Return each entry below word for word, leaving out any image.

Source data:

== Segment start ==

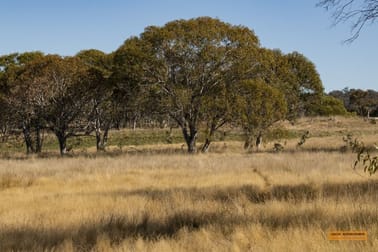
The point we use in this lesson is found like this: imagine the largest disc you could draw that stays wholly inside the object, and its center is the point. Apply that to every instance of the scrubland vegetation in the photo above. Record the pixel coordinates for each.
(225, 200)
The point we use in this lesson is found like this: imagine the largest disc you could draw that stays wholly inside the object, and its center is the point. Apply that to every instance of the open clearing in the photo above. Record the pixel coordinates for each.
(227, 200)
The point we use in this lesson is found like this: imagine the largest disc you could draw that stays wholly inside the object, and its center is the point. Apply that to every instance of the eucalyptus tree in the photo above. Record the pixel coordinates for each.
(296, 77)
(260, 106)
(101, 116)
(188, 64)
(358, 12)
(19, 109)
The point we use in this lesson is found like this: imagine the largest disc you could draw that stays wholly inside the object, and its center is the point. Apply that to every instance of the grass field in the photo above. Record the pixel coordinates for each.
(154, 197)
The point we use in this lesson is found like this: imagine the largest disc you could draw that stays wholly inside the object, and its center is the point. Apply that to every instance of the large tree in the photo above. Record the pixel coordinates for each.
(358, 12)
(190, 61)
(20, 103)
(260, 106)
(296, 77)
(102, 104)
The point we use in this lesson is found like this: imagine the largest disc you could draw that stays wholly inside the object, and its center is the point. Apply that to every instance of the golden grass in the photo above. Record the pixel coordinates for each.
(226, 200)
(215, 202)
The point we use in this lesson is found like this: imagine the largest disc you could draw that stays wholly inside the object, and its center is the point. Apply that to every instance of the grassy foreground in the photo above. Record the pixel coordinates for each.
(221, 201)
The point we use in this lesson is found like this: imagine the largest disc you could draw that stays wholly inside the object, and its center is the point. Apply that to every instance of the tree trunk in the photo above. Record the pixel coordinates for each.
(190, 139)
(38, 140)
(101, 138)
(258, 141)
(206, 145)
(28, 139)
(62, 139)
(248, 142)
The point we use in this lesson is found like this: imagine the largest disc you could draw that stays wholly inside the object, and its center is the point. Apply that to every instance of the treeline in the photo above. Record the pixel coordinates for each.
(361, 102)
(189, 73)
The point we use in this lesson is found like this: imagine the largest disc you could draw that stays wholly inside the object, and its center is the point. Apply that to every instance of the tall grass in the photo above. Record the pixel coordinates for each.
(215, 202)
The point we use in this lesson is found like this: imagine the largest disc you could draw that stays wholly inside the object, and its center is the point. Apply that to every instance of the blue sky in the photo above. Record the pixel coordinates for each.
(67, 26)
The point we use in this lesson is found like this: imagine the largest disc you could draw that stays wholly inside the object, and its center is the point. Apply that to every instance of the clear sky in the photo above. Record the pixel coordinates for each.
(67, 26)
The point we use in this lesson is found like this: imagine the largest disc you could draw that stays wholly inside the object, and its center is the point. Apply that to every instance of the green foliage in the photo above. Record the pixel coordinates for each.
(364, 156)
(303, 139)
(259, 106)
(328, 106)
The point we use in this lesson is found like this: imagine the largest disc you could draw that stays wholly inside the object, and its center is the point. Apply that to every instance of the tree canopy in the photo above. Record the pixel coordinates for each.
(198, 74)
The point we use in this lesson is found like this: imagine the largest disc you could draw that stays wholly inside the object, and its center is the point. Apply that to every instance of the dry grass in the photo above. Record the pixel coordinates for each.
(221, 201)
(215, 202)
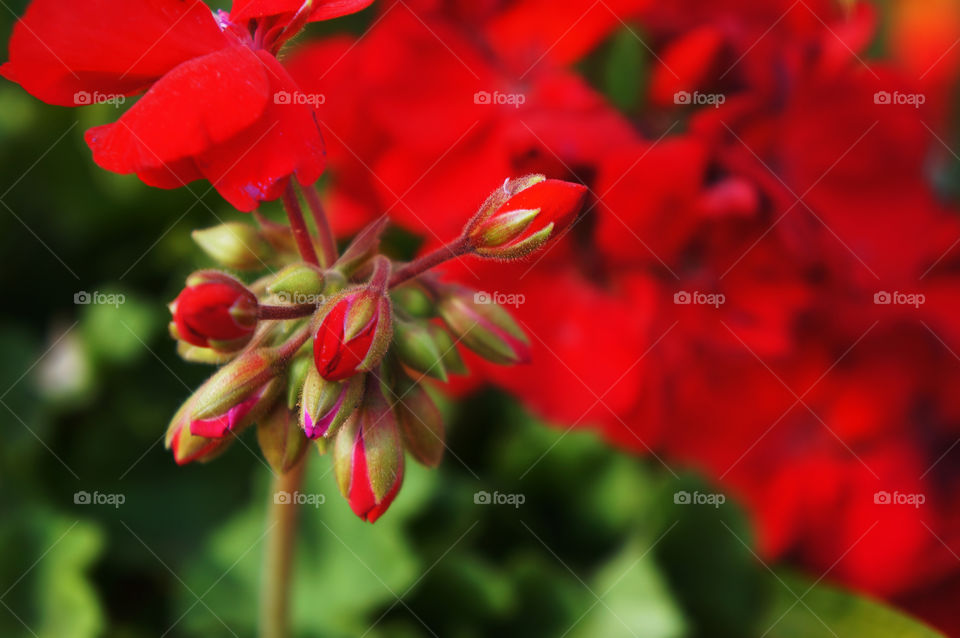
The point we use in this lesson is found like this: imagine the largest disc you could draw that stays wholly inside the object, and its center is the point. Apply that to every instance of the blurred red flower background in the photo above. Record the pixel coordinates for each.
(762, 284)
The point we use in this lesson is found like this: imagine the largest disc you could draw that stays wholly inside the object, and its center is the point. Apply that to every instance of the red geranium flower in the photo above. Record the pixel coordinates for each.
(217, 103)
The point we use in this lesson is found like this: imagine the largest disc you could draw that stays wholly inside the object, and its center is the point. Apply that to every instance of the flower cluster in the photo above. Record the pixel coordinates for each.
(721, 300)
(346, 366)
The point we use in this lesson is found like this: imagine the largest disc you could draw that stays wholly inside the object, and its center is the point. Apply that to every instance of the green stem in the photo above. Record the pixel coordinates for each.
(328, 245)
(456, 248)
(294, 311)
(278, 559)
(299, 226)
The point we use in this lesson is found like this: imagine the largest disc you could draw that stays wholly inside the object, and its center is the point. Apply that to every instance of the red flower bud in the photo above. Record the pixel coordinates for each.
(215, 311)
(356, 329)
(368, 456)
(520, 216)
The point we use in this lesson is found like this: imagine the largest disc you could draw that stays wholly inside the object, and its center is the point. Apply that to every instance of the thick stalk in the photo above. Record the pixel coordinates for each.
(328, 245)
(278, 559)
(456, 248)
(299, 227)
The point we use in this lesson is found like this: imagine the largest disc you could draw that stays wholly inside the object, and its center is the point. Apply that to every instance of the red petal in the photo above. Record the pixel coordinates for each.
(558, 201)
(198, 104)
(108, 46)
(324, 10)
(254, 166)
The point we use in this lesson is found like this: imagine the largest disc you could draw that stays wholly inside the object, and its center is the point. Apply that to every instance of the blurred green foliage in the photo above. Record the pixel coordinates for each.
(598, 547)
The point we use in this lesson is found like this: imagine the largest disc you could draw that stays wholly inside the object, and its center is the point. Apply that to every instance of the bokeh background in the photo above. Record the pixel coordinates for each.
(599, 546)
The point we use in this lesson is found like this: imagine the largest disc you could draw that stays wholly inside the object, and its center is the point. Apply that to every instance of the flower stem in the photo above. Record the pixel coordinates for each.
(278, 559)
(328, 246)
(456, 248)
(299, 226)
(295, 311)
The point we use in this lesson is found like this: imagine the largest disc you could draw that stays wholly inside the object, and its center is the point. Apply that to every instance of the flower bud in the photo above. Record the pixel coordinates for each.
(234, 245)
(215, 311)
(368, 455)
(237, 394)
(326, 405)
(520, 216)
(296, 281)
(414, 301)
(421, 424)
(363, 247)
(485, 328)
(281, 439)
(187, 447)
(355, 329)
(426, 348)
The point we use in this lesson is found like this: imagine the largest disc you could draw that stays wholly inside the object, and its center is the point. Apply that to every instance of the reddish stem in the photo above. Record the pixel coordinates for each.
(456, 248)
(295, 311)
(328, 246)
(299, 226)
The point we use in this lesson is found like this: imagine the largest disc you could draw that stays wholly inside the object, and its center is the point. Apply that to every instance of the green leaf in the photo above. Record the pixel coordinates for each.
(829, 612)
(633, 600)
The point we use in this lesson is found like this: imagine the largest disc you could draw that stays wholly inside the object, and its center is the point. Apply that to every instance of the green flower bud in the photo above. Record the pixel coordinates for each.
(484, 327)
(281, 440)
(234, 245)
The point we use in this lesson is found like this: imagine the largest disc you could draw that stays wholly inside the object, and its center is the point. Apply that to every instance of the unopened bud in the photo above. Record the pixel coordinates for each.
(368, 456)
(297, 280)
(236, 394)
(417, 347)
(485, 328)
(281, 440)
(355, 329)
(326, 405)
(215, 311)
(234, 245)
(521, 215)
(414, 301)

== Segment end ==

▶ _ANSWER BOX_:
The point we use in this lesson is found like this: imagine the largest disc you could draw that stays wholly inside the object, and its center is the point. Apply that to every instance of the scrubland vegetation in the photo above. Record the pixel coordinates for each.
(225, 200)
The point we use in this lesson is found like this: imagine the largest disc you could draw that stays wholly inside the object, and its center is the point. Apply that to every instance of the open clearing in the photo above. Record the pixel coordinates for each.
(227, 200)
The point we use in this lesson is found like this: imagine the largest disc you could draw that stays wholly inside the object, and its center is the point. Apply that to every instance of the eucalyptus tree in the photo above. Record the pixel coordinates for each.
(296, 77)
(260, 106)
(101, 116)
(188, 64)
(358, 12)
(19, 109)
The point we use in this lesson is found like this: imagine the largest disc you could draw that stays wholly inside the object, and its center is the point. Apply that to every instance of the grass field in the photo above. Record the pixel coordinates for each.
(154, 197)
The point we use in this lesson is found like this: imagine the largest disc you could draw that stays wholly inside the object, and its center is the point. Apply that to every instance of the large tree in the photo above. Record the pixel coordinates for each.
(358, 12)
(190, 61)
(20, 103)
(260, 106)
(296, 77)
(102, 104)
The point we use in this lesson is found like this: imagine the largest disc you could draw that stays wholly inside the object, and its center is the point. Apply that to every instance of the golden grass in the photo above. Record the pixel coordinates for each.
(226, 200)
(215, 202)
The point we use in this lesson is found like this: imagine the largest disc you could draw that stays wholly inside the object, and its center is the point. Apply that to every instance of the grassy foreground in the photo above. Record the pixel coordinates for each.
(221, 201)
The point we use in this lesson is found like this: imagine the largest disc you could draw that stays wholly inside the object, and its center is the point. Apply that to every instance of the tree trunk in the photo above. Record the pixel coordinates for each.
(190, 139)
(38, 140)
(101, 138)
(258, 141)
(206, 145)
(28, 139)
(62, 139)
(248, 142)
The point we use in this lesson is found like this: imagine the largest disc you could draw that stays wholly inside the object, and its center is the point. Apply that to every instance of the treeline in the photo above. Record the pixel coordinates for each.
(361, 102)
(189, 73)
The point we use in this lesson is found like this: imagine the largest disc you could draw that stays wholly inside the object, and its center is the point. Apply that to every instance of the tall grass in the photo above. Record the pixel coordinates for each.
(215, 202)
The point we use in this lesson is found like this: imagine the largest disc you could draw that stays wholly inside the object, and its center is the point. Apply that to every instance of the blue sky in the photo above. Record the pixel coordinates for each.
(67, 26)
The point we use in this lesson is found like this: imagine the largest disc you could draw that stays wholly inside the object, and its center is the point. Apply that to every instance of the clear sky in the photo above. Record the pixel coordinates for each.
(67, 26)
The point we use in this lesson is found like this: imagine the largest disc you could draw that stays wholly inside the object, and its center is the point. Apply that to every instance of the green foliage in the photo above. Record the pixel coordinates for each.
(364, 156)
(303, 139)
(259, 106)
(328, 106)
The point we use in this lesson is found like this: imagine the largest disc you could draw that stays wholly inside the object, and its center is the point. Apply that to every instance of the tree canopy in the photo above. Record the pixel coordinates for each.
(198, 74)
The point we use in this lesson is found like this: imagine the largest disc you could draw that stays wholly inside the object, and its center is the point. Apply that to every instance of the dry grass in the photo above. Record the pixel coordinates for each.
(221, 201)
(215, 202)
The point we use in this lesson is found like this: imagine the largest disc you could draw that stays wholly inside the object, and its center is the point. Apply that to every instance of the blurred red flower background in the photo above. Record the pixel coordinates for each.
(762, 284)
The point we use in this lesson is found like this: imagine the largest disc you could draw that stays wholly inside the object, and its center is the point. Apply that to every instance of the red geranium flower in the photo above. Record the pixel coordinates for each.
(217, 103)
The point we use in this lesson is found like this: imagine the largest disc you could draw that stays wholly inside the object, and its center is the point. Apply that to every instance of the flower cluster in the photo above. Record the pixel coordinates for each.
(721, 300)
(346, 366)
The point we use in this lesson is found like this: imagine the largest disc you could draw that stays wholly inside the object, and its center is the point. Apply that to every instance of the green stem in the photo above. Record the pixel coordinates for each.
(328, 245)
(456, 248)
(294, 311)
(278, 559)
(299, 226)
The point we use in this lesson is found like this: imagine the largest disc you could draw that stays wholly inside the object, and its center is the point. Apply that to every instance of the red flower bud in the photo above. Record the pixel coordinates for each.
(215, 311)
(356, 329)
(368, 456)
(520, 216)
The point we use in this lesson is found like this: imagine the largest disc you could draw that stays wholly inside the object, and its center is the point. Apply that to every instance of the thick stalk in the photo above. Record the pixel coordinates for each.
(328, 245)
(278, 559)
(456, 248)
(299, 227)
The point we use in this lesson is found like this: imagine the largest disc you could draw that stays wholly inside the object, and its center is the point. Apply that to every instance of the red petal in the photo above. Record the pixel coordinates for each.
(558, 201)
(198, 104)
(108, 46)
(324, 10)
(254, 166)
The point we use in this lesson is found like this: imagine the largest disc you could draw that stays wholly inside the object, and its center is the point. Apply that to every instance of the blurred green foliage in the photo above. Record the pixel coordinates for each.
(598, 547)
The point we use in this lesson is found like this: imagine the largest disc you could draw that stays wholly inside the object, and its center is the point. Apply that to every instance of the bokeh background in the photo above. Record the pixel coordinates for each.
(599, 546)
The point we use in this lesson is found like this: imagine the largest disc you could draw that stays wholly inside the object, and its center is the point. Apply that to every instance of the flower stem in the photo above. Record the pixel coordinates for each.
(278, 559)
(328, 246)
(456, 248)
(299, 226)
(295, 311)
The point we use in this lesson is found like this: imagine the largest disc you could draw that stays wholly inside the object, and its center is the point. Apply that to every instance of the flower bud in the photo above. Record the pixel coordinates for each.
(234, 245)
(215, 311)
(368, 455)
(237, 394)
(326, 405)
(520, 216)
(296, 281)
(414, 301)
(421, 424)
(363, 247)
(485, 328)
(281, 439)
(187, 447)
(355, 329)
(426, 348)
The point we use in this lesson is found like this: imagine the largest disc you could draw that stays wholly inside the object, and its center is the point. Apply that to every instance of the reddish stem in the photo above. Record the pixel coordinates for each.
(456, 248)
(295, 311)
(328, 246)
(299, 226)
The point we use in this lesson is found like this: imagine the largest disc you could draw that stays wholly inside the object, and its center is the point. Apply that to every instance of the green leaf in the photo above. Record the pixel coordinates for each.
(829, 612)
(633, 600)
The point we use in this lesson is found like this: imagine the largest disc you could draw that stays wholly inside the object, and its center is the point. Apply that to every instance of the green flower bud in the photo above. Record the pixel coordinates for each.
(484, 327)
(281, 440)
(234, 245)
The point we use in this lesson is found like this: imagine the largest disc you could draw that stays wholly inside the object, and its center is the point. Apply that to every instance of the unopened bud in the photo above. Record the pixel coordinates for each.
(368, 456)
(297, 280)
(236, 394)
(417, 347)
(485, 328)
(281, 440)
(355, 329)
(326, 405)
(215, 311)
(234, 245)
(521, 215)
(414, 301)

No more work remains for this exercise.